* _Passage_:
· · ·

Auburn’s visit to Clemson on Saturday night was billed as a showcase between two unproven starting quarterbacks. It ended up being a defensive slugfest with far fewer dazzling throws than crunching hits. Clemson held off Auburn, 14–6, to clear the first big hurdle in its national championship defense and move to 2–0 in advance of a showdown with Heisman Trophy frontrunner Lamar Jackson and Louisville at Papa John’s Cardinal Stadium next week.
A week after he made easy work of Mid-American Conference bottom feeder Kent State in a 56–3 win, Clemson quarterback Kelly Bryant leveled up to face an Auburn defensive line that should grind most SEC opponents to dust this season even without Carl Lawson and Montravius Adams. Auburn really got after Bryant, but he remained poised in the face of heavy pressure, accounting for 240 total yards (181 passing on 19-of-29, 59 rushing on 19 carries) and three touchdowns.
The game turned on one key sequence near the end of the first half, in which Bryant headed to the sideline with an apparent shoulder injury and was replaced by redshirt freshman Zerrick Cooper. Bryant returned the next series to orchestrate a 12-play, 88-yard march capped by a three-yard touchdown run on second and goal. On the TD, Bryant deftly received the snap, pivoted to his left and darted up the middle to put Clemson up 7–6 heading into the half, but Bryant was just getting started.
He showed off his wheels early in the third quarter on a nifty 27-yard rushing score that left three Auburn defenders on the turf flailing helplessly at Bryant’s legs after he’d spun out of a tackle and begun his dash to the end zone.
Clemson would have needed more from Bryant and its offense if it hadn’t done such a good job bottling up Auburn counterpart Jarrett Stidham. Clemson sacked Stidham 11 times, recorded 14 tackles for loss and generally made gaining positive yards by air or by land a more difficult task for the former five-star recruit than Auburn coaches ever thought it would be when they landed him on the transfer market last year. Stidham completed only 13 of his 24 passes for 79 yards as Auburn finished with only 114 total yards to Clemson's 283.

· · ·

* _Written request 1_:
Repeat the stretch of the Clemson–Auburn game recap from "The game turned" through "the end zone.".
* _Written request 2_:
Answer these questions from the Clemson–Auburn game recap:
(a) What was the final score?
(b) How many times did Clemson sack Jarrett Stidham?
(c) Who replaced Kelly Bryant when he left with an apparent shoulder injury?
* _Written request 3_:
List every person named in the Clemson–Auburn game recap.

* _Data block_:
· · ·

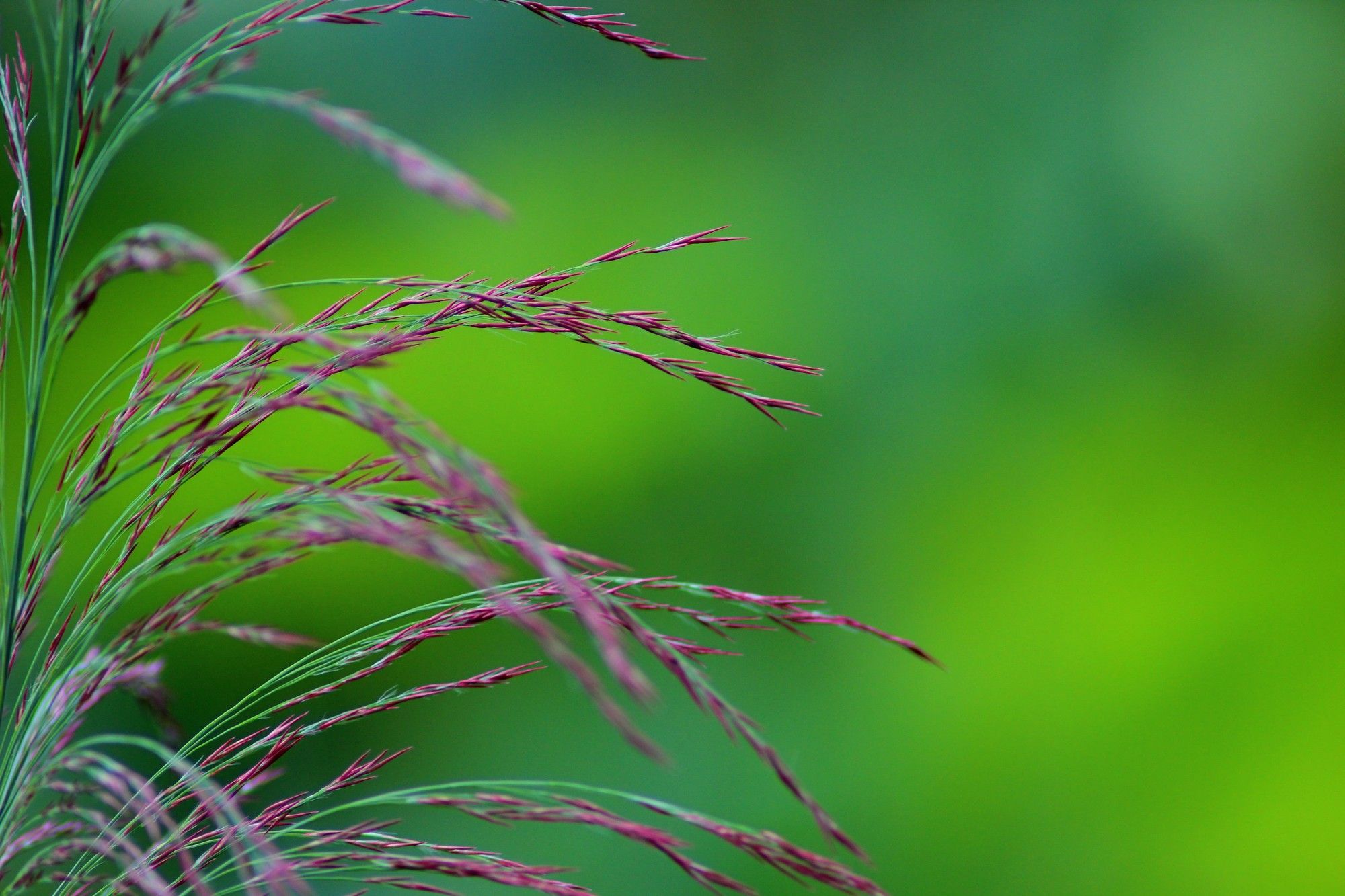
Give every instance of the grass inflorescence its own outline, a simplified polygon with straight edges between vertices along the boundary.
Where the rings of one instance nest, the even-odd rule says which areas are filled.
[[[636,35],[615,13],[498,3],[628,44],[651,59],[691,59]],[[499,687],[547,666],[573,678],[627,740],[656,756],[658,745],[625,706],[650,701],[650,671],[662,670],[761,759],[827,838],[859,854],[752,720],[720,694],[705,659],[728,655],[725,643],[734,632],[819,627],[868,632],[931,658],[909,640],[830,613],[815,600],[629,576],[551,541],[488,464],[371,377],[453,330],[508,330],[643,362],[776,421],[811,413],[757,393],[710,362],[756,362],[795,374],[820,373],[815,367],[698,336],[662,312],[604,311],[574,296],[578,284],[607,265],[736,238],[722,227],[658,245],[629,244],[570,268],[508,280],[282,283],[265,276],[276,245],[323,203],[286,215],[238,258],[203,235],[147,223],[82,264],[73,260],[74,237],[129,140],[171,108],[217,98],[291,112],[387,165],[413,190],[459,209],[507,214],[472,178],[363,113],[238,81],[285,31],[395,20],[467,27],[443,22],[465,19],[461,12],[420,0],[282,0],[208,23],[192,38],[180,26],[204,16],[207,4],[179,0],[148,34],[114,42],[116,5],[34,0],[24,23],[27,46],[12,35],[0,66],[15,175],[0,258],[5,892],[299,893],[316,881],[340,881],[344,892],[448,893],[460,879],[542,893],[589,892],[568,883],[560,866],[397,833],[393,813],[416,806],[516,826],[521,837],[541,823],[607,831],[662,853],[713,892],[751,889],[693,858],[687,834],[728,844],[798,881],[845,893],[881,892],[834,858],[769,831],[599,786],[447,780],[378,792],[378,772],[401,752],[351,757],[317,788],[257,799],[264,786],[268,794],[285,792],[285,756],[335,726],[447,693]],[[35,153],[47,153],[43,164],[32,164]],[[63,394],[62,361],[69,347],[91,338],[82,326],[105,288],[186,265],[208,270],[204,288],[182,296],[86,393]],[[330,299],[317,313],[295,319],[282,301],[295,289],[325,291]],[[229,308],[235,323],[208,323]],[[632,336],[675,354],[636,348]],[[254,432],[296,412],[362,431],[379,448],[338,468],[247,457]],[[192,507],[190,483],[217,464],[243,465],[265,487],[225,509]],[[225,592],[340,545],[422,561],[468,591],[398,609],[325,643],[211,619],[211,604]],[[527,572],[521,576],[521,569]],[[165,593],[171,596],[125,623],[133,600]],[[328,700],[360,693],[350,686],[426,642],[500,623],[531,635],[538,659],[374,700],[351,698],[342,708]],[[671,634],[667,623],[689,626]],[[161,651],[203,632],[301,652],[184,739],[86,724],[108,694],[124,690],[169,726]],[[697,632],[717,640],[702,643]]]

· · ·

* _Task solution 1_:
The game turned on one key sequence near the end of the first half, in which Bryant headed to the sideline with an apparent shoulder injury and was replaced by redshirt freshman Zerrick Cooper. Bryant returned the next series to orchestrate a 12-play, 88-yard march capped by a three-yard touchdown run on second and goal. On the TD, Bryant deftly received the snap, pivoted to his left and darted up the middle to put Clemson up 7–6 heading into the half, but Bryant was just getting started.
He showed off his wheels early in the third quarter on a nifty 27-yard rushing score that left three Auburn defenders on the turf flailing helplessly at Bryant’s legs after he’d spun out of a tackle and begun his dash to the end zone.

* _Task solution 2_:
(a) 14–6, Clemson
(b) 11 times
(c) Redshirt freshman Zerrick Cooper

* _Task solution 3_:
Lamar Jackson
Kelly Bryant
Carl Lawson
Montravius Adams
Zerrick Cooper
Jarrett Stidham